ABOUT THIS EXERCISE =
Every line below needs to be printed again exactly, without any of its pictures.

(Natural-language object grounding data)
************

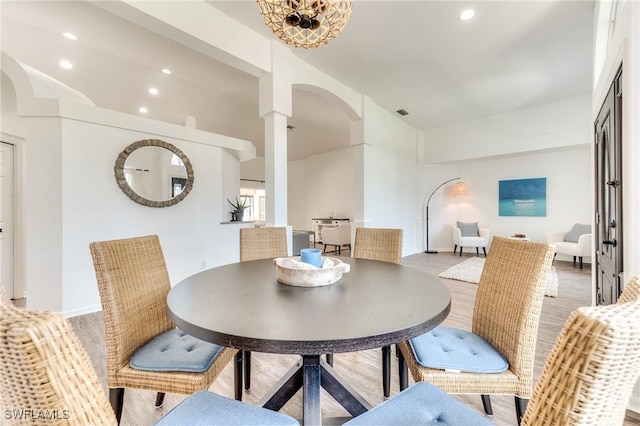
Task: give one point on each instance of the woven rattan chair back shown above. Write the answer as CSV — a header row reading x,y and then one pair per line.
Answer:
x,y
45,369
509,301
593,367
507,313
262,243
631,291
133,283
383,244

************

TASK SOLUTION =
Task: give one point on each instance of the woven rattan chair back shown above. Write the answer as CSV — a header row reading x,y and then one pair per line.
Answer:
x,y
45,369
509,301
593,367
507,313
262,243
631,291
133,283
383,244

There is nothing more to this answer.